═════ Items ═════

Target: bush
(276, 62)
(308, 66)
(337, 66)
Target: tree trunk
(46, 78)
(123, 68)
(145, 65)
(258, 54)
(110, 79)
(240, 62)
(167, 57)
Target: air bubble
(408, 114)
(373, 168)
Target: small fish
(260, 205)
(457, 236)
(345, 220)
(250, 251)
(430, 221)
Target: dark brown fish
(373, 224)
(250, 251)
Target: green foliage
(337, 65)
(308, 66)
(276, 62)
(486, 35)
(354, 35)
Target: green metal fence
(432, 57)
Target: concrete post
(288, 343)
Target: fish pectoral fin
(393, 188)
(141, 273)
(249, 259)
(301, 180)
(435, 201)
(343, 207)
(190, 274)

═════
═════ Items ═════

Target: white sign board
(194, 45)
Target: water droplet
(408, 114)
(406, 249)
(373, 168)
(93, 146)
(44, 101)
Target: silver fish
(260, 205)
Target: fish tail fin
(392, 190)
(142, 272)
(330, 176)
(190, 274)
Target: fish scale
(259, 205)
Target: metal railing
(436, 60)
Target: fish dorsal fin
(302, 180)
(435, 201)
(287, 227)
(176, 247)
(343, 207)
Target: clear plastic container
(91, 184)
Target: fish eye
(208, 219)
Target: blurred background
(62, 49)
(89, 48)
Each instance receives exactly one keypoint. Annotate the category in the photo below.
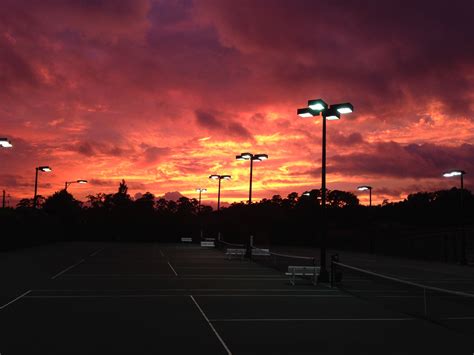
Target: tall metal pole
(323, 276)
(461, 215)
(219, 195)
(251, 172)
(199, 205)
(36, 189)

═════

● Directions: Identify every line in the records above that contains the string "metal", and copy each one.

● Expected answer:
Target: green metal fence
Target: metal railing
Target: tall metal pole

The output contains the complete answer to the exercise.